=== Section Start ===

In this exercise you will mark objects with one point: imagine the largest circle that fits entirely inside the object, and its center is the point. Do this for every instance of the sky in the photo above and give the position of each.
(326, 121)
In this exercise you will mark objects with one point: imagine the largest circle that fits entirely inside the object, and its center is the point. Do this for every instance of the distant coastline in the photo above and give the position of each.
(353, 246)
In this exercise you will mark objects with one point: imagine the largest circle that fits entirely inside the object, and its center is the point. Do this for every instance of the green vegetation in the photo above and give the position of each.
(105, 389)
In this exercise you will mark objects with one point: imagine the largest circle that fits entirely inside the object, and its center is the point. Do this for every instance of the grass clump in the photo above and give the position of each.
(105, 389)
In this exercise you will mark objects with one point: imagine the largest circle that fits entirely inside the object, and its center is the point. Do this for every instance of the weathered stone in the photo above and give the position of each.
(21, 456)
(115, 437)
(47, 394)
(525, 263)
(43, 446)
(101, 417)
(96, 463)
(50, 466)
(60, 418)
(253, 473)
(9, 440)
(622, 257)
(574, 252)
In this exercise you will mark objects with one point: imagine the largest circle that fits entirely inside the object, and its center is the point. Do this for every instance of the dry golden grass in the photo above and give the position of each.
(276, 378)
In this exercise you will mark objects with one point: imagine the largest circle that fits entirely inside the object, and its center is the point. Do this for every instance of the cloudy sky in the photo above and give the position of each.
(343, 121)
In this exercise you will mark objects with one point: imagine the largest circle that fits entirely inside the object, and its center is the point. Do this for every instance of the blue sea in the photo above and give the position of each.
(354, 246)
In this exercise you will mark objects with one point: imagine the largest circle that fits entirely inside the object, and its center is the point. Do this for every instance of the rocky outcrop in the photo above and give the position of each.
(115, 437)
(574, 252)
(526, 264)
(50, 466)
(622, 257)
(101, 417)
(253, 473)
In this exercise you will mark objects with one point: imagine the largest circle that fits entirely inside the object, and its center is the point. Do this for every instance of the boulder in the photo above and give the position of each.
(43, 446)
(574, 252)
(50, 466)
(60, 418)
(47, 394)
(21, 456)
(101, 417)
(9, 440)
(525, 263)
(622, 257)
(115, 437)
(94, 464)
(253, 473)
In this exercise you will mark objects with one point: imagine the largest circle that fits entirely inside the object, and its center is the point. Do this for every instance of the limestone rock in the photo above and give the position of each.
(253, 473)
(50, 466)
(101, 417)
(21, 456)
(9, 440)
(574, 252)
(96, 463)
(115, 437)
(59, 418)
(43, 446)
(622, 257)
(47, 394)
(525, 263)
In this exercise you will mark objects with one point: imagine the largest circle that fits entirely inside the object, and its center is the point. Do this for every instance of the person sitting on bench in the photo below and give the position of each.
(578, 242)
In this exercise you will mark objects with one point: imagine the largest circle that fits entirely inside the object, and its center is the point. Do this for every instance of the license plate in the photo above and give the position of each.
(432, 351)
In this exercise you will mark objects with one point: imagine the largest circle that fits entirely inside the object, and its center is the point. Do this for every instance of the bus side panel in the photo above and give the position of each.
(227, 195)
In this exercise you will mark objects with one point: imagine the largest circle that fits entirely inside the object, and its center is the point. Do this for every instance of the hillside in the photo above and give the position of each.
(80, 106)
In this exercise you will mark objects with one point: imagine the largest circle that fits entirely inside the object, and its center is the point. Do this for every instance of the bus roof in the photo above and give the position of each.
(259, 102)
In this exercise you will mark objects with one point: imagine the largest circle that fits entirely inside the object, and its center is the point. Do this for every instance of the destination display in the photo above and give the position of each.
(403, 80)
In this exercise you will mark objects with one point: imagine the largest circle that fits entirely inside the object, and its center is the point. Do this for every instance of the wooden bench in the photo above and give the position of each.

=== Section End ===

[Your goal]
Please write out the whole listing once more, exactly.

[Reply]
In this exercise you will mark objects with one point: imagine the largest circle that fits entirely inside the object, and its center is the point. Do this for every instance of the sky in the photo above and give the position of each.
(326, 121)
In this exercise you will mark objects with one point: imagine the largest circle that fits entirely inside the object, and its center is the point. Do this for every instance of the distant coastline in the photo above and give the position of each.
(353, 246)
In this exercise you will mark objects with one point: imagine the largest circle that fits entirely inside the object, and its center is the point. Do this for every instance of the green vegetation in the photo above and give the position of each.
(105, 389)
In this exercise you will mark objects with one point: imagine the largest circle that fits entirely inside the object, and its center is the point. Do this for every instance of the grass clump in the photo above and give the position of each.
(105, 389)
In this exercise you will mark objects with one point: imagine the largest circle that fits entirely inside the object, and its center is the point. Do this for every instance of the weathered stone in the photo above and give the position of each.
(21, 456)
(115, 437)
(47, 394)
(525, 263)
(43, 446)
(101, 417)
(96, 463)
(50, 466)
(60, 418)
(253, 473)
(9, 440)
(622, 257)
(574, 252)
In this exercise you will mark objects with one point: imagine the largest circle that fits entirely inside the object, and its center is the point. Do this for every instance of the dry golden grass in the photo above and give the position of each.
(276, 378)
In this exercise you will mark objects with one point: imagine the largest circle that fits entirely inside the object, and its center is the point. Do this for every instance of the cloudy sky in the photo above and give the position of each.
(343, 121)
In this exercise you will mark objects with one point: imagine the largest circle that fits entirely inside the object, and its center is the point. Do this for every instance of the blue sea in the photo above and give the position of each.
(354, 246)
In this exercise you will mark objects with one point: imagine the largest circle that fits entirely inside the object, and its center is the point. Do this for every instance of the rocky outcrop in the photo above and give the position of each.
(115, 437)
(574, 252)
(526, 264)
(50, 466)
(622, 257)
(101, 417)
(253, 473)
In this exercise you will mark objects with one point: imagine the largest circle that fits entirely inside the object, and its center is the point. Do this for every instance of the boulder in the photo above and give the position of each.
(43, 446)
(574, 252)
(50, 466)
(60, 418)
(47, 394)
(21, 456)
(101, 417)
(9, 440)
(525, 263)
(622, 257)
(115, 437)
(94, 464)
(253, 473)
In this exercise you will mark objects with one point: imagine the largest circle that fits entirely inside the object, and its center is the point. Do this for every instance of the limestone rock in the photo above and give the position of each.
(253, 473)
(50, 466)
(101, 417)
(21, 456)
(9, 440)
(574, 252)
(96, 463)
(115, 437)
(59, 418)
(43, 446)
(622, 257)
(47, 394)
(525, 263)
In this exercise you will mark objects with one point: imagine the largest circle that fits entirely inside the object, and its center is the point. Do this for every instance of the person sitting on bench in the photo below and give the position of each.
(578, 242)
In this exercise you will mark objects with one point: imagine the largest circle that fits entirely inside the object, and its center is the point. Do this for every instance of the license plate in the photo above and give the position of each.
(432, 351)
In this exercise you will mark objects with one point: imagine the largest circle that fits entirely inside the object, and its center is the point. Do this for every instance of the bus side panel in the photo above and give the position of each.
(227, 195)
In this exercise you will mark objects with one point: imagine the largest circle that fits entirely inside the object, and its center is the point. Do this for every instance of the hillside in the photo above and give the position of each.
(80, 106)
In this exercise you will mark objects with one point: imagine the largest circle that fits entirely inside the object, and its center is the point. Do this for every instance of the bus roof in the photo above and give the position of each.
(259, 102)
In this exercise you will mark objects with one point: imagine the largest circle that fits entirely inside the object, and its center is the point. Do this for every instance of the destination display in the photo above and give the position of each.
(403, 80)
In this exercise you will mark objects with one point: imagine the largest circle that fits entirely inside the object, and its center is the point. Do this for every instance of the wooden bench in the photo above and give the position of each.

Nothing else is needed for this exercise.